# [The problem]
Can you recast the entries below as a JSON list of strings, one string per line, leaving out any blank lines?

# [Source records]
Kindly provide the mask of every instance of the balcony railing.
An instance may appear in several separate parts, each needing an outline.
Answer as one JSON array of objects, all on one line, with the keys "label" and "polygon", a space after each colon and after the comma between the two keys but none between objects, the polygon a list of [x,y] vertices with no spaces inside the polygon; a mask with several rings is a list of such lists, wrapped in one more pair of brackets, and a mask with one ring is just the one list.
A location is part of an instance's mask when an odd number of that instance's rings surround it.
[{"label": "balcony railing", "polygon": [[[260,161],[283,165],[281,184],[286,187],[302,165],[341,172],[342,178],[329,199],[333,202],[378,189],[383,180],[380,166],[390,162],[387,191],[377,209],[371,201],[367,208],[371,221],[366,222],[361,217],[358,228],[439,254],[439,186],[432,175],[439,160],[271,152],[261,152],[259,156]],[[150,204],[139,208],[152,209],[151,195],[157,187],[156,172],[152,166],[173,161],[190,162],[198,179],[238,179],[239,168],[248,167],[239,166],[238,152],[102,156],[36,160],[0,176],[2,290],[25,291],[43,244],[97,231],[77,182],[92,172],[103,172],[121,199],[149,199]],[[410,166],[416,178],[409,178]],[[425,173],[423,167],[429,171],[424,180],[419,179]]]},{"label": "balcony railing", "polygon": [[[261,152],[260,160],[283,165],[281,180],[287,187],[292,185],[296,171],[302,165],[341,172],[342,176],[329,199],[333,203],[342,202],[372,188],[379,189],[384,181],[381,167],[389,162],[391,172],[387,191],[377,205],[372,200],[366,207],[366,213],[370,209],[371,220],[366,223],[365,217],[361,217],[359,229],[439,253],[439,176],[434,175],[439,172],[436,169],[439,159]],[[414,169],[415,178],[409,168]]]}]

# [Correct output]
[
  "Kindly provide the mask of every instance of the balcony railing.",
  "An instance may appear in several separate parts, each needing an outline.",
  "Answer as one JSON array of objects, all on one line, with the keys \"label\" and \"polygon\", a space after each colon and after the comma between the two keys but none between objects, the polygon a list of [x,y] vertices with no spaces inside the polygon; a mask with several rings is a list of such lists, wrapped in one more pair of brackets, and a mask with one ring is just the one list.",
  "A location is part of an instance's mask when an odd number of that instance's rings surround it.",
  "[{\"label\": \"balcony railing\", \"polygon\": [[[260,161],[283,165],[281,184],[286,187],[302,165],[341,172],[342,178],[329,199],[333,202],[378,189],[383,180],[380,166],[390,162],[387,191],[377,209],[371,201],[367,208],[371,221],[366,222],[361,217],[358,228],[439,254],[439,186],[432,175],[439,160],[271,152],[261,152],[259,156]],[[150,204],[139,208],[152,209],[151,195],[157,187],[156,172],[152,166],[173,161],[190,162],[198,179],[238,179],[239,168],[248,167],[239,166],[238,152],[102,156],[36,160],[0,176],[2,290],[25,291],[43,244],[97,231],[77,182],[92,172],[103,172],[121,199],[149,199]],[[410,166],[416,178],[409,178]],[[425,173],[423,167],[429,171],[424,180],[419,179]]]},{\"label\": \"balcony railing\", \"polygon\": [[[261,152],[260,160],[283,165],[281,180],[287,187],[292,185],[296,171],[302,165],[341,172],[342,176],[329,199],[333,203],[342,202],[372,188],[379,189],[384,181],[381,167],[389,162],[391,172],[387,191],[377,205],[372,200],[366,207],[366,213],[370,209],[371,220],[366,223],[365,217],[361,217],[359,229],[439,253],[439,176],[434,175],[439,172],[436,169],[439,159]],[[414,169],[415,178],[409,168]]]}]"
]